[[ Supplied data, beginning ]]

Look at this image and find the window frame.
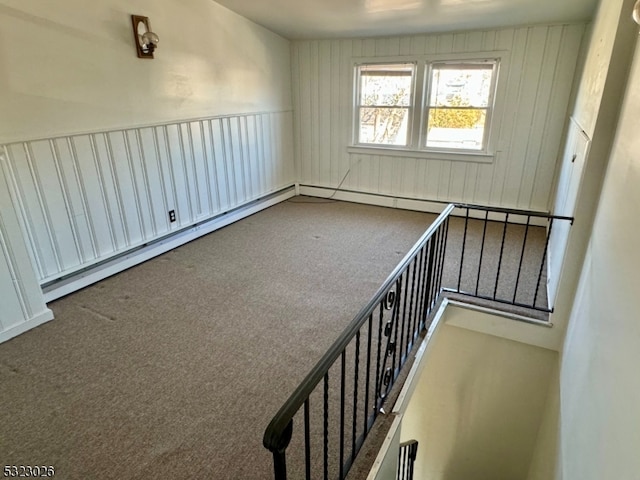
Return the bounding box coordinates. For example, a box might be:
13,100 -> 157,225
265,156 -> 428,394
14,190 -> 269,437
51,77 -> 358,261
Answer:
350,52 -> 506,163
423,60 -> 499,154
353,61 -> 418,147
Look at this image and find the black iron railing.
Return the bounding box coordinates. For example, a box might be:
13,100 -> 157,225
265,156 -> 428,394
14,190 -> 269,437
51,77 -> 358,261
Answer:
442,204 -> 573,312
263,203 -> 572,480
263,205 -> 453,480
397,440 -> 418,480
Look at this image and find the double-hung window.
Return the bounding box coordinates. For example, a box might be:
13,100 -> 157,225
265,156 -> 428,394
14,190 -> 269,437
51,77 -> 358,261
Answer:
425,62 -> 496,151
353,57 -> 499,158
355,63 -> 415,146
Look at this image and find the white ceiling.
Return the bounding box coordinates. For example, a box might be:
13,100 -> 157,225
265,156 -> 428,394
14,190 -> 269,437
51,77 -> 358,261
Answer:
214,0 -> 598,40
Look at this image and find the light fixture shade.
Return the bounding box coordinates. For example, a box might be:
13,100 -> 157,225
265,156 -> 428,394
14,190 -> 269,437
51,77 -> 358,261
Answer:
634,0 -> 640,25
142,31 -> 159,47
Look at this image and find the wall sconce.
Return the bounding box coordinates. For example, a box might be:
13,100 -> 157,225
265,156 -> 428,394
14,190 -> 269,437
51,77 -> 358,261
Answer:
634,0 -> 640,25
131,15 -> 159,59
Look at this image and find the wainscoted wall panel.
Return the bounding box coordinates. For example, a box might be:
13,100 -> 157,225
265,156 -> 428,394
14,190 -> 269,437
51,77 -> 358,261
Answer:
292,24 -> 586,212
1,112 -> 295,284
0,161 -> 53,341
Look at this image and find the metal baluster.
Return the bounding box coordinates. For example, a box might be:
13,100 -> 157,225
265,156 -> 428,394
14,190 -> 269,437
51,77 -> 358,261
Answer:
475,210 -> 489,296
421,237 -> 435,329
439,217 -> 450,293
493,213 -> 509,300
457,208 -> 470,292
271,420 -> 293,480
533,218 -> 554,309
323,373 -> 329,480
398,271 -> 409,365
364,314 -> 372,434
427,233 -> 438,313
407,256 -> 419,343
374,304 -> 383,411
409,441 -> 418,479
417,243 -> 429,330
512,215 -> 531,304
433,225 -> 446,308
351,332 -> 360,462
412,248 -> 424,333
391,279 -> 402,377
304,399 -> 311,480
339,351 -> 346,479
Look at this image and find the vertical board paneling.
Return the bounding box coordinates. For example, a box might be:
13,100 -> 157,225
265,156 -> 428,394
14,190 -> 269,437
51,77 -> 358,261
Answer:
92,134 -> 129,249
60,136 -> 106,263
516,27 -> 562,208
501,27 -> 548,206
2,111 -> 295,283
52,138 -> 95,263
293,24 -> 586,211
291,44 -> 302,186
330,40 -> 341,186
319,41 -> 332,186
7,145 -> 59,278
530,24 -> 586,211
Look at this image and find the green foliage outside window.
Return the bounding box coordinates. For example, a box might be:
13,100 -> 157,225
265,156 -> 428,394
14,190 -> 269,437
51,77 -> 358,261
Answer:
428,96 -> 484,130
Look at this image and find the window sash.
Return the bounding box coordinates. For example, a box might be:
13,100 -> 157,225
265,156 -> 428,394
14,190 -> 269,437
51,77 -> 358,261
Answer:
424,61 -> 497,152
355,63 -> 416,146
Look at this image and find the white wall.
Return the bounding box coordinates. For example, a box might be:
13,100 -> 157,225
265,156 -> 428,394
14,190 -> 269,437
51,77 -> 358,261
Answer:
549,0 -> 636,348
400,322 -> 557,480
0,0 -> 294,339
558,29 -> 640,480
291,24 -> 585,211
526,362 -> 561,480
0,0 -> 292,143
0,164 -> 53,343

[[ Supplied data, end ]]

• Task prompt
The data needs to be reproduced exactly, please, apart from its pictures.

• Task answer
Look at this image and find the window frame.
Return the bounding box coordinates. For example, a box might be:
13,100 -> 157,225
265,156 -> 428,394
14,190 -> 269,437
51,77 -> 358,261
Answer:
350,52 -> 506,163
423,60 -> 499,154
353,61 -> 418,147
Look at this image and find the black iron railing.
Return the bounding box coordinates. For example, a box might be:
13,100 -> 157,225
265,156 -> 428,394
14,190 -> 269,437
51,77 -> 358,261
Answer:
442,204 -> 573,312
263,203 -> 572,480
263,205 -> 453,480
397,440 -> 418,480
Look at this image and find the double-hung window.
Return the bounding box coordinates. For example, a box might be:
13,100 -> 157,225
265,156 -> 428,394
14,190 -> 269,437
51,77 -> 358,261
Answer:
425,62 -> 496,151
353,57 -> 499,158
355,63 -> 415,146
Look at this image and find the white ceiling.
Return the bounding box coordinates. For example, a box might be:
13,100 -> 157,225
265,156 -> 428,394
14,190 -> 269,437
51,77 -> 358,261
Answer:
214,0 -> 598,40
Look at this image and find the light fixture shade.
Return the bounding box coordinates. For example, a box might be:
13,100 -> 157,225
265,156 -> 428,394
14,190 -> 269,437
51,77 -> 358,261
Answer:
634,0 -> 640,25
142,31 -> 159,47
Look at this image and find the wall sconce.
Return the bounding box coordinates. For example, a box might be:
13,100 -> 157,225
265,156 -> 428,394
14,190 -> 269,437
51,77 -> 358,261
Answer:
634,0 -> 640,25
131,15 -> 159,59
Look at this image and find the wainscoted wall panel.
Return the bounding box coordinates. For example, a box might be:
13,100 -> 157,225
265,156 -> 428,394
14,190 -> 269,437
51,77 -> 358,261
Answer:
292,24 -> 586,212
1,112 -> 295,284
0,161 -> 53,341
Look at this image and find the metal baluster.
Return the bounding box coordinates. For example, a box might be:
13,100 -> 157,225
265,156 -> 428,394
14,190 -> 269,437
51,77 -> 358,261
Answer:
475,210 -> 489,296
421,237 -> 435,329
439,217 -> 450,293
493,213 -> 509,300
457,208 -> 470,292
271,420 -> 293,480
533,218 -> 554,309
323,373 -> 329,480
398,271 -> 409,365
364,314 -> 372,434
427,233 -> 438,313
407,256 -> 419,343
374,304 -> 383,411
409,441 -> 418,479
417,243 -> 429,330
512,215 -> 531,304
433,225 -> 446,308
351,332 -> 360,462
412,248 -> 424,333
391,279 -> 402,377
304,399 -> 311,480
339,351 -> 346,479
Look at this image and find the vertical board paneling.
Return the bounding box coordinates. For example, a box might be:
13,100 -> 157,225
265,156 -> 428,394
14,190 -> 269,437
51,77 -> 358,261
Answer:
92,134 -> 129,249
60,136 -> 106,263
516,27 -> 562,208
501,27 -> 548,206
2,111 -> 295,283
52,138 -> 95,263
293,24 -> 586,211
291,44 -> 302,186
330,40 -> 341,186
319,41 -> 332,186
7,145 -> 59,278
530,24 -> 586,211
Look at this image and find the green foliage outside window.
Return the bounding box coordinates. For example, a box might be:
13,100 -> 157,225
265,156 -> 428,394
14,190 -> 269,437
51,77 -> 358,261
Answer:
428,96 -> 484,130
Look at this image and find the window sash.
Return the bounding box coordinates. For example, a box might be:
13,100 -> 157,225
265,156 -> 428,394
14,190 -> 269,437
51,77 -> 358,261
Answer:
424,61 -> 497,152
355,63 -> 416,146
Look at this image and find the white wall.
Return the bounding box coordinates. For example, a box might be:
13,100 -> 157,225
265,156 -> 428,394
14,190 -> 269,437
51,77 -> 358,261
Answer:
549,0 -> 636,348
400,322 -> 557,480
0,0 -> 294,339
558,29 -> 640,480
291,24 -> 585,211
526,362 -> 561,480
0,0 -> 292,143
0,164 -> 53,343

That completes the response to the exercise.